[start]
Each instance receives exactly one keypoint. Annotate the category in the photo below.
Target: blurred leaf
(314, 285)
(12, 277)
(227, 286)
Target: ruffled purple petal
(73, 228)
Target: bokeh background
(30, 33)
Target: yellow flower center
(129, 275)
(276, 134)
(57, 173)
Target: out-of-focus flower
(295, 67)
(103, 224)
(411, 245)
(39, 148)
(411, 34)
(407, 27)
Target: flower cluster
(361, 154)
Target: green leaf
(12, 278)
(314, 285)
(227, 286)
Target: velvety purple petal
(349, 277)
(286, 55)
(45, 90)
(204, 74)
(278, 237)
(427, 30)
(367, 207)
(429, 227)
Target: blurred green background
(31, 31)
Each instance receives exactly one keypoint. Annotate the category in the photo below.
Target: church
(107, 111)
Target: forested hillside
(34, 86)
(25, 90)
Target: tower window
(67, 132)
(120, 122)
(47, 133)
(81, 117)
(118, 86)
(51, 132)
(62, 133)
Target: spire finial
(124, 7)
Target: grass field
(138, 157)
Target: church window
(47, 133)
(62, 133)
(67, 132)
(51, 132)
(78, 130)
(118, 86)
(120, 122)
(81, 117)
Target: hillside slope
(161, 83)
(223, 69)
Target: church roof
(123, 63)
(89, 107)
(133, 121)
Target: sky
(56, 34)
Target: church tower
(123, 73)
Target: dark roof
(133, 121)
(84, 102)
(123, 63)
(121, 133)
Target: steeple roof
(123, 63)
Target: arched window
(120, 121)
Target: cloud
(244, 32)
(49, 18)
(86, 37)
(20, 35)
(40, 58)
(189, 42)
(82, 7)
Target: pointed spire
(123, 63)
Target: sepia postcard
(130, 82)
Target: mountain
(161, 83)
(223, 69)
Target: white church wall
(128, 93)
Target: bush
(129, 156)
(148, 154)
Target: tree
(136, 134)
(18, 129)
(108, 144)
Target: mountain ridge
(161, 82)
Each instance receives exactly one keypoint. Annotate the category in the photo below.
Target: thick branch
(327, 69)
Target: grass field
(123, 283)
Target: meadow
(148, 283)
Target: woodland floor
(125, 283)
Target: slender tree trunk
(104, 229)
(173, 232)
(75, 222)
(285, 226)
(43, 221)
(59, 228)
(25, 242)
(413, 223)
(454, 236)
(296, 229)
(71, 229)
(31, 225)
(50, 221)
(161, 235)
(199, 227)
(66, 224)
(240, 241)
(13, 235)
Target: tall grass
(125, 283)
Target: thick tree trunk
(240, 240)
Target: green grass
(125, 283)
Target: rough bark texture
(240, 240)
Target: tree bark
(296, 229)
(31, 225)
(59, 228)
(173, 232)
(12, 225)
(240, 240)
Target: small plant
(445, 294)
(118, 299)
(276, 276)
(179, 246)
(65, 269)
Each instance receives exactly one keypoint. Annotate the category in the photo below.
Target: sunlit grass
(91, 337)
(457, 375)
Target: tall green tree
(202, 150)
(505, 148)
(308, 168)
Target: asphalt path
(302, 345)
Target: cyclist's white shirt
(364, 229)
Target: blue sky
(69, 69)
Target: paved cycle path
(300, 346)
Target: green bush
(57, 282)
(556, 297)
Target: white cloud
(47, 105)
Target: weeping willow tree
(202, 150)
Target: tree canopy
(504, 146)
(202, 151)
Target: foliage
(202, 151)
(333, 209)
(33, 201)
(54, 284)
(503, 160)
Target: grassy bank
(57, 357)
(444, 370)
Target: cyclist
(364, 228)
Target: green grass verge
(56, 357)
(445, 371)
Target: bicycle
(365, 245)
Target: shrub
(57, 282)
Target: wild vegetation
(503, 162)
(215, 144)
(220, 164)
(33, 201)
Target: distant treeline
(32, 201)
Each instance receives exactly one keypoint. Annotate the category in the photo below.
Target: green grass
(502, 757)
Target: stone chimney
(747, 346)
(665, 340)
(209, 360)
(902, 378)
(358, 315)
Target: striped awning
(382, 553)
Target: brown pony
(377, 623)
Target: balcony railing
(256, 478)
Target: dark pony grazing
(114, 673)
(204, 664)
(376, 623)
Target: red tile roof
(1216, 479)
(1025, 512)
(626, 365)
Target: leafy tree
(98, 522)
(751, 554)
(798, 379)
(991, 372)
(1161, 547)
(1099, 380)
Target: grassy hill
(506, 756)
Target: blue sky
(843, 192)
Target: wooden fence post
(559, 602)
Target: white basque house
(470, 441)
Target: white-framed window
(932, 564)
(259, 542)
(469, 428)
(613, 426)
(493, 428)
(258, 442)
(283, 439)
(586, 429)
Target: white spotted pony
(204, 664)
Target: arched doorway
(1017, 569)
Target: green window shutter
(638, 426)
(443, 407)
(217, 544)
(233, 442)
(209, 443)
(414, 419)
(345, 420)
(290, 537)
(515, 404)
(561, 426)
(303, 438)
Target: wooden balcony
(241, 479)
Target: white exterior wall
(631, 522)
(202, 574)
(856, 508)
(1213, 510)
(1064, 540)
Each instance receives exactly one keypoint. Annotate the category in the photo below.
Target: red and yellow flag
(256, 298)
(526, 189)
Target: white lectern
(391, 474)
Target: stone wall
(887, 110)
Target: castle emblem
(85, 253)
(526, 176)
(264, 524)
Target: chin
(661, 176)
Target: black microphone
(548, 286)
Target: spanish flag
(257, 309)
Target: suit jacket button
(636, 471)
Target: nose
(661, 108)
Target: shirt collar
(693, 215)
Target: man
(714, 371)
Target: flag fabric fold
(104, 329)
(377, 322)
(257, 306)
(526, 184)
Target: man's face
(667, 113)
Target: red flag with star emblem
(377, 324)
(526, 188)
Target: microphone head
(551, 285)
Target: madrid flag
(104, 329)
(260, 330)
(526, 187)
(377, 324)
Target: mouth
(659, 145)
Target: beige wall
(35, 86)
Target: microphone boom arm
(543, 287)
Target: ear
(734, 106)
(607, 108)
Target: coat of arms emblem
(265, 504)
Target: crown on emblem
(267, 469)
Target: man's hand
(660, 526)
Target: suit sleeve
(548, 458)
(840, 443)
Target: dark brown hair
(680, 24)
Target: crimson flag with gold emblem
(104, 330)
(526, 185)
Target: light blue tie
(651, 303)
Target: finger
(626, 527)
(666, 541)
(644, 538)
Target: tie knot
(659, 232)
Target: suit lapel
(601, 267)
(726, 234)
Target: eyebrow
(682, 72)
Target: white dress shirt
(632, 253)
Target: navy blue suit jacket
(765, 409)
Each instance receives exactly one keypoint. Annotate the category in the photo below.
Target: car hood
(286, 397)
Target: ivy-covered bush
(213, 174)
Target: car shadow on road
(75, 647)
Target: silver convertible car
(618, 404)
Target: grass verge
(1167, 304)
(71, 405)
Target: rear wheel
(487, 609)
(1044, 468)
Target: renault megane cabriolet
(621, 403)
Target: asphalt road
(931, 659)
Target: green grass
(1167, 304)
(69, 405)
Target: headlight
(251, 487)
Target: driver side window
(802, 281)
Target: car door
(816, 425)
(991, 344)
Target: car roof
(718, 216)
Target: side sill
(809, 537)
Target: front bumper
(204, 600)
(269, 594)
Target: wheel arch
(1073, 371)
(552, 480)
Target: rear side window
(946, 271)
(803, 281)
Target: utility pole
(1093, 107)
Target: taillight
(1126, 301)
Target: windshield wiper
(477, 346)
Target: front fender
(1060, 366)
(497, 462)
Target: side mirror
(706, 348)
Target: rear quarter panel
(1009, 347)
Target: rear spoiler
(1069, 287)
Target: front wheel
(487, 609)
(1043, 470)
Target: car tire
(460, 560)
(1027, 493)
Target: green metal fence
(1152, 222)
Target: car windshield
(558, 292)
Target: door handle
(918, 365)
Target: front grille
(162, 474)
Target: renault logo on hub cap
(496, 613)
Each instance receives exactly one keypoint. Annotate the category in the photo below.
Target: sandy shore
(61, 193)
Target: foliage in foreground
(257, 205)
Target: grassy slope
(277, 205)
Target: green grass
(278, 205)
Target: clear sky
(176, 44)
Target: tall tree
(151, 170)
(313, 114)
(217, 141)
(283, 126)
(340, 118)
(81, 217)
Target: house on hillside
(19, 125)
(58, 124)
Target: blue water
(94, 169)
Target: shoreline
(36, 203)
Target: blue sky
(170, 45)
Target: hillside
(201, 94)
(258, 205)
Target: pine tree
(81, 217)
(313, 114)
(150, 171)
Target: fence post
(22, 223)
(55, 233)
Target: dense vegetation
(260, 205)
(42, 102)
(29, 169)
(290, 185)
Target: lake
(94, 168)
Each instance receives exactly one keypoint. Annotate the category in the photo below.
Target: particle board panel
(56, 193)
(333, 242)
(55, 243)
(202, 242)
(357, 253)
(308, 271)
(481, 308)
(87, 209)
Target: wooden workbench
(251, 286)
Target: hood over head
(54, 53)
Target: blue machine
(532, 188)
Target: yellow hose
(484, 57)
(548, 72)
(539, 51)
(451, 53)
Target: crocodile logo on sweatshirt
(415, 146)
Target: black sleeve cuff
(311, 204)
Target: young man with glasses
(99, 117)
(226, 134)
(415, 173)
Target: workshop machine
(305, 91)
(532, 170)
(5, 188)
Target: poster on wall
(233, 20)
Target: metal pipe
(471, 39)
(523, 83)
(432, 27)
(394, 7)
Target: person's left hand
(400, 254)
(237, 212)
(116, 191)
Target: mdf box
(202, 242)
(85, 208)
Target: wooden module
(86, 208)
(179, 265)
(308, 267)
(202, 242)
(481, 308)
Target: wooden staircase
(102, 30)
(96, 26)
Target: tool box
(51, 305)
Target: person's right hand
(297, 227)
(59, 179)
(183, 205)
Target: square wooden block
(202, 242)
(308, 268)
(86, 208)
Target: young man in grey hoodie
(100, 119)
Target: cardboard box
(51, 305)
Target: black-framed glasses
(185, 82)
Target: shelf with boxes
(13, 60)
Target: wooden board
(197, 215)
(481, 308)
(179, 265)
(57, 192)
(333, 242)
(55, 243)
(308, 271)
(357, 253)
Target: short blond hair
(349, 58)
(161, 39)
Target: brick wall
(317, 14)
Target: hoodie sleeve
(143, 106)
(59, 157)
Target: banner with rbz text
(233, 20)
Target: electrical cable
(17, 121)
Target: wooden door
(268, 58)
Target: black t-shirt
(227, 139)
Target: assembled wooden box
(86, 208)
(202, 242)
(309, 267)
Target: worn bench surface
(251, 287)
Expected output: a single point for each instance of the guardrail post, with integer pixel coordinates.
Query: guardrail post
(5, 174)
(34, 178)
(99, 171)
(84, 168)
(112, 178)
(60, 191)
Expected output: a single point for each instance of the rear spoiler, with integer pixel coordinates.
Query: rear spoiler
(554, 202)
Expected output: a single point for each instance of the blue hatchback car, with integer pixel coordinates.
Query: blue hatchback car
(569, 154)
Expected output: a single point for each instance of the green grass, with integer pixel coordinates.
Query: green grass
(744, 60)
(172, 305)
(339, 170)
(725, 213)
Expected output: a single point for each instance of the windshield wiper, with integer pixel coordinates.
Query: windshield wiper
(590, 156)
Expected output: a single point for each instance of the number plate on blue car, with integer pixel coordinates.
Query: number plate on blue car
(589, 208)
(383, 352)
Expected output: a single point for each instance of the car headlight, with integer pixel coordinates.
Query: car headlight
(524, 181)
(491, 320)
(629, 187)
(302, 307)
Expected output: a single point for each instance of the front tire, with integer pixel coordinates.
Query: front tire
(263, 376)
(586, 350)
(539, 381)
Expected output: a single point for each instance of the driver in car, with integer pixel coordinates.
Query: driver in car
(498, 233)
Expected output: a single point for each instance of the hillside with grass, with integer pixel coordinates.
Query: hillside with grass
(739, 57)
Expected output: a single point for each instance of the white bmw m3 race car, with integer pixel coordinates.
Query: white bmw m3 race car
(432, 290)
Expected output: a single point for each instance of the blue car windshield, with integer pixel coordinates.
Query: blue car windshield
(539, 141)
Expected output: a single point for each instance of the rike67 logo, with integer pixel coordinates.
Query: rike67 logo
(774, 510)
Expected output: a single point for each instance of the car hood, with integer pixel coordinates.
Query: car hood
[end]
## Given request
Output as a numbered list, omitting any blank lines, every line of the records from the line containing "Expected output: a single point for each instance of the rike67" through the end of the records, inclusive.

## Completed task
1. Expected output: a single point for each instance of the rike67 logo, with integer pixel coordinates.
2. Query: rike67 logo
3. (774, 510)
4. Expected output: a single point for each instance of the car hood, with integer pixel coordinates.
5. Query: car hood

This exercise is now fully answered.